## Challenge 1
In the rows, rewrite the stretch from the line containing "One point goes on each instance of the climate" through the end of the rows, changing "Target" to "Label" and keeping everything else the same.

## Document extract
%%

This tiny two-room house, measuring just three metres wide, is raised above a grassy slope on metal legs in Hohenecken, Germany (+ slideshow).
Designed by local studio Architekturbüro Scheder, Small House sits between two buildings on the edge of a forest in Hohenecken, just outside the city of Kaiserslautern in south-west Germany.
There are only two rooms inside the structure, which is 12 metres long and just 3.5 metres wide.
The architects were unable to make it any larger, because planning regulations stipulated that a three-metre gap be left between the new structure and its neighbours –  leaving only a 3.5-metre strip to build on.
Vertical planks of grey-painted Douglas fir cover the building's spruce formwork. This timber cladding lends a shed-like appearance to the structure, while an asymmetric half-pitched roof follows the gentle incline of the hill.
Galvanised steel posts and a stout cylindrical podium – used as a utility and storage space – elevate the front of the house to be level with the ground at the rear.
From the street the house appears as a small wooden box, but when viewed in profile its scale seemingly expands to reveal elongated asymmetric gables. The architects describe the form as "familiar and yet strange".
"Depending on the angle it appears small and compact or long and slim," they explained. "A space continuum with differentiated spatial impressions ranging from narrow and wide, low and high to small and large."

%%

## Data supplied
%%

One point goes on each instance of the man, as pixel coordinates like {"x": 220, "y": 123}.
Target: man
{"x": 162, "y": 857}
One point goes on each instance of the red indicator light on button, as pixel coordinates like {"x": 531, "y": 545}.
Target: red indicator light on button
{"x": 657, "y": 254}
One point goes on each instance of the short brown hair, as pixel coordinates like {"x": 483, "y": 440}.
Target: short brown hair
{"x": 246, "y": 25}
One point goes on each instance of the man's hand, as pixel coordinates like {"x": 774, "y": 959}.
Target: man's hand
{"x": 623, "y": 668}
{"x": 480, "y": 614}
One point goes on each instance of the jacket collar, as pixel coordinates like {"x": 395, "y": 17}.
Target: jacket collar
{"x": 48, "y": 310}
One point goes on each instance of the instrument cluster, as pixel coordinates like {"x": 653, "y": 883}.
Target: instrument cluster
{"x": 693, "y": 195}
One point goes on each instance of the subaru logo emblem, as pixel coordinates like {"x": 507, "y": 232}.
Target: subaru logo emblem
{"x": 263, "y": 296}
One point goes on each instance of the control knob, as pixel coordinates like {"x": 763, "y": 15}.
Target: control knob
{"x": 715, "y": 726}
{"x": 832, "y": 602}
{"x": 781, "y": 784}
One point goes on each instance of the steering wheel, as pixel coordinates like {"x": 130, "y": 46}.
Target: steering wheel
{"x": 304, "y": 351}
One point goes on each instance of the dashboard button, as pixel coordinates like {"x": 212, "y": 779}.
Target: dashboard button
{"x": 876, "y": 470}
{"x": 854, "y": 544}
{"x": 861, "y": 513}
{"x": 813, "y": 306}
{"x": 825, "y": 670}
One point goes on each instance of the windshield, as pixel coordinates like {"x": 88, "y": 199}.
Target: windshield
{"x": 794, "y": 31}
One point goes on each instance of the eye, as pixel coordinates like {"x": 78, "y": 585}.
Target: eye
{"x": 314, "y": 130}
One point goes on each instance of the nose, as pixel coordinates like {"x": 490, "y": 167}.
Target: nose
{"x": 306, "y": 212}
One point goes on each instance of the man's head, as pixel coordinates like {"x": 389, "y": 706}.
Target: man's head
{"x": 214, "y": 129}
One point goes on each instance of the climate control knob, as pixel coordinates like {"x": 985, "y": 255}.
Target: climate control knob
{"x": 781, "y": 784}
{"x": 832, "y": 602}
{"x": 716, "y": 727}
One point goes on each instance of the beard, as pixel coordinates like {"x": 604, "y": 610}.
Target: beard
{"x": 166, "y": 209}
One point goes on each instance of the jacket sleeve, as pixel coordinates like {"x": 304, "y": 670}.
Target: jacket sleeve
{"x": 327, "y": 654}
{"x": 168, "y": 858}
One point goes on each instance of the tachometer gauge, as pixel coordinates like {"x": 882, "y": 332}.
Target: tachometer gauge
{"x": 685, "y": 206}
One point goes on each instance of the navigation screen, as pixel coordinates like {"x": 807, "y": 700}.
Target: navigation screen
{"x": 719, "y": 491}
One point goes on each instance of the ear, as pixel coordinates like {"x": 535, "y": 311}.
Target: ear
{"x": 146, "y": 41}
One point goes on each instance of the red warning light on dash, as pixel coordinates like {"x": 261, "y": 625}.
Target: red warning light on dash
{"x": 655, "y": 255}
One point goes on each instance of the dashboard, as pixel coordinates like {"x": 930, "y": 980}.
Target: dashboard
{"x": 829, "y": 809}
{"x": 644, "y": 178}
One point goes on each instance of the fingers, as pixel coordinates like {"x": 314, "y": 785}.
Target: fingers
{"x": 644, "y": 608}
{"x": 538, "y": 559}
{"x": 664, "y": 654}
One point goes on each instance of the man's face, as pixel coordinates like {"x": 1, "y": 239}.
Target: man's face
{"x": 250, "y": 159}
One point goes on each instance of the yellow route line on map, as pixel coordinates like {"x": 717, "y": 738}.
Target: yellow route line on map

%%

## Challenge 2
According to the article on the small house, what material covers the building's spruce formwork?

## Correct output 1
One point goes on each instance of the climate control knob, as pixel coordinates like {"x": 985, "y": 255}.
Label: climate control knob
{"x": 781, "y": 784}
{"x": 832, "y": 602}
{"x": 716, "y": 727}
One point goes on each instance of the beard, as pixel coordinates like {"x": 604, "y": 610}.
Label: beard
{"x": 166, "y": 209}
One point goes on each instance of the jacket sleeve, as pixel coordinates like {"x": 304, "y": 670}.
Label: jacket sleeve
{"x": 327, "y": 654}
{"x": 168, "y": 858}
One point goes on each instance of the tachometer gauge, as pixel coordinates like {"x": 882, "y": 332}.
Label: tachometer gauge
{"x": 685, "y": 206}
One point goes on each instance of the navigation screen, as pixel coordinates like {"x": 807, "y": 700}.
Label: navigation screen
{"x": 719, "y": 491}
One point goes on each instance of the ear, as pixel coordinates like {"x": 535, "y": 311}.
Label: ear
{"x": 146, "y": 41}
One point goes on each instance of the red warning light on dash, as pixel coordinates like {"x": 261, "y": 625}.
Label: red warning light on dash
{"x": 655, "y": 255}
One point goes on each instance of the dashboard, as pixel coordinates like {"x": 930, "y": 980}.
Label: dashboard
{"x": 829, "y": 809}
{"x": 644, "y": 178}
One point goes on each instance of the fingers, as pixel coordinates like {"x": 314, "y": 785}.
Label: fingers
{"x": 644, "y": 608}
{"x": 538, "y": 559}
{"x": 664, "y": 654}
One point goes on each instance of the man's face, as pixel coordinates like {"x": 1, "y": 239}.
Label: man's face
{"x": 250, "y": 159}
One point goes on each instance of the yellow route line on map, as pixel coordinates like {"x": 717, "y": 738}.
Label: yellow route line on map

## Correct output 2
Vertical planks of grey-painted Douglas fir.